What you will do:
a) Rename "private equity groups" as "investment funds" in the text on Covid-era M&A lending, and write out its passage between "There is no" and "in M&A activity.", inclusive.
b) Continue the text on Covid-era M&A lending from the point where it stops.

(Source extract)

There is no doubt that the Covid-19 pandemic has resulted in unprecedented social and economic ramifications, including a decline in M&A activity in Canada. The pandemic has also brought in changes to the way agreements are being drafted in light of what has become our new normal. Earlier, we reported that the pandemic has led to an increased focus on earn-out provisions in both existing and new M&A deals. A recent trend also emerged in lending transactions, where lenders are agreeing to include portability language in loan documents, which may remove an obstacle for private equity groups that are looking to engage in M&A activity.

Credit agreements typically include change of control provisions that trigger an event of default upon the sale or acquisition of the borrower by a third party. Lenders typically require these provisions which  require the borrower to pay out the existing loan and, if the existing lender wants to continue providing credit, they get a chance to reassess the risks associated with a change in ownership and make necessary adjustment to the credit arrangements. While change of control provisions offer protection to existing lenders, they can also make M&A transactions more difficult since the borrower will need to make new financing arrangements either by refinancing its current loan with existing lender or finding new lenders and paying off existing loans. Recently, more lenders have agreed to include a portability clause in loan agreements which allows the borrower to be sold without refinancing or repayment and the existing loan is transferred to the purchaser on the same terms and conditions as with the current borrower. As companies amass more debt due to Covid related economic downturn, portability clauses in loan agreements can make it easier for the company to engage in M&A transactions. The portability clause is also an attractive option for buyers, who would otherwise be required to enter into new financing arrangements.

(End Source extract)
(Extracted data)

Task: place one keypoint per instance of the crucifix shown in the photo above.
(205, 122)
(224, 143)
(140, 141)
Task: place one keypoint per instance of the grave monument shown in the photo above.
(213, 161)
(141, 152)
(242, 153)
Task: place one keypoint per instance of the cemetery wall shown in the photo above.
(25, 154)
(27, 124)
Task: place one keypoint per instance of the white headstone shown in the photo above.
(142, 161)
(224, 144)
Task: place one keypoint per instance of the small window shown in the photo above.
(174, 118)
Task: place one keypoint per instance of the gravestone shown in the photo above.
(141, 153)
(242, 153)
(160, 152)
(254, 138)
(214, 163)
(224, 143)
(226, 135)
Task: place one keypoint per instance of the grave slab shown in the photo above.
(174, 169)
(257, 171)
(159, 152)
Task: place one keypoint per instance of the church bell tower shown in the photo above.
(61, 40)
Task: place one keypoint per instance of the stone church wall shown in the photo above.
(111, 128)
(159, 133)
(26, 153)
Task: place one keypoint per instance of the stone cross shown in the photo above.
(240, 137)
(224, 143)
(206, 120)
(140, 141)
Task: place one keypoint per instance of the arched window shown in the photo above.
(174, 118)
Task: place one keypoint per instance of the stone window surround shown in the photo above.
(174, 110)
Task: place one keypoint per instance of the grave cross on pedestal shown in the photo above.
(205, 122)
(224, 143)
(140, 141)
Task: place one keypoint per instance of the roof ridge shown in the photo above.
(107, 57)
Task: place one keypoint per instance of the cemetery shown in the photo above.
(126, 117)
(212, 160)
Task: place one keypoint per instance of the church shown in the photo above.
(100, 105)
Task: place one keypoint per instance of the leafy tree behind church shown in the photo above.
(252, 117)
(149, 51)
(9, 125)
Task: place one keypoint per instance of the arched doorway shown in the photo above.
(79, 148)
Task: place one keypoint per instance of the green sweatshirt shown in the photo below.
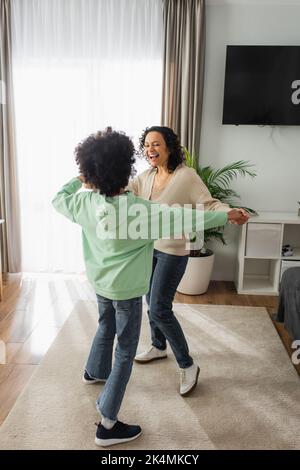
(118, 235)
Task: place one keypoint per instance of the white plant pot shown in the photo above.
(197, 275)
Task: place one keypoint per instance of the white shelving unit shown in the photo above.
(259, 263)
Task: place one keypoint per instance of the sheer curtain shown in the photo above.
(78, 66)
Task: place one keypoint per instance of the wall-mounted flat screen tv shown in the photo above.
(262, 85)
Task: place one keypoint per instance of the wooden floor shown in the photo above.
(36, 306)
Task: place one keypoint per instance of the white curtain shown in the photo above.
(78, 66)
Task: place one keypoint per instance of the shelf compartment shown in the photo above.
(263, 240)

(End Extracted data)
(Extracted data)

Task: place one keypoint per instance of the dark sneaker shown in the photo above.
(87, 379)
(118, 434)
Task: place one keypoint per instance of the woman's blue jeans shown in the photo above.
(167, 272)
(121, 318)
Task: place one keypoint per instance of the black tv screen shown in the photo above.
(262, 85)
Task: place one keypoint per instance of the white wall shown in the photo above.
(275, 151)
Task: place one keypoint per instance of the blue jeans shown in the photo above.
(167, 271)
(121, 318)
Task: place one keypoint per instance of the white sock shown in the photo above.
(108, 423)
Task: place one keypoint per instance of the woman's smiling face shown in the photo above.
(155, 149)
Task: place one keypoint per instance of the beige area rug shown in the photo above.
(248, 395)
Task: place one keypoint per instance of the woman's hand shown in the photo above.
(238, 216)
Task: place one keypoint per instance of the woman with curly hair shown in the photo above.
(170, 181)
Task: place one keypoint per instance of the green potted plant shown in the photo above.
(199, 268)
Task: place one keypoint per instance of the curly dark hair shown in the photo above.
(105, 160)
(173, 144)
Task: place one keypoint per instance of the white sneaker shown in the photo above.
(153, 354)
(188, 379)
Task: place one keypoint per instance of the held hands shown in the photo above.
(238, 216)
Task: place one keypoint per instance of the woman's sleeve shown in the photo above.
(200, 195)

(End Extracted data)

Answers by item number:
a)
There is no doubt that the Covid-19 pandemic has resulted in unprecedented social and economic ramifications, including a decline in M&A activity in Canada. The pandemic has also brought in changes to the way agreements are being drafted in light of what has become our new normal. Earlier, we reported that the pandemic has led to an increased focus on earn-out provisions in both existing and new M&A deals. A recent trend also emerged in lending transactions, where lenders are agreeing to include portability language in loan documents, which may remove an obstacle for investment funds that are looking to engage in M&A activity.

b)
While lenders who agree to include portability language risk having the borrower’s outstanding loans assumed by a third party whose management of the borrower could negatively affect its creditworthiness, lenders may be able to protect themselves from such risks by ensuring that portability of existing loans will only be available to those buyers that have been deemed suitable by the lender. This would require careful drafting on the part of the lenders to make sure that porting criteria have been clearly outlined in the loan agreement. In an M&A transaction, it may also mean that the borrower may be expected to ensure that the lender has  provided consent to the transaction to ensure there will be no issue with debt porting at on closing. While this trend may be encouraging for some borrowers who may wish to discuss possibility of including portability clauses in loan arrangements with their creditors, inclusion of such clauses will depend on the circumstances of the borrower and the loan arrangement.

The author would like to thank Moosa Syed, Articling Student, for his contribution to this legal update.